REQUIRED WORK => Say how many of the lines below contain the word "instance"; nothing else belongs in the answer.

DATA EXTRACTS =>

--------

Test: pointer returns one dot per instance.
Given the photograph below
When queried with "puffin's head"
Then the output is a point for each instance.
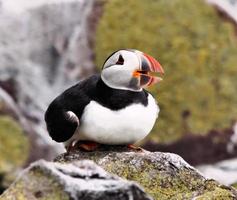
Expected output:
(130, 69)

--------

ANSWER TO THIS TASK => 2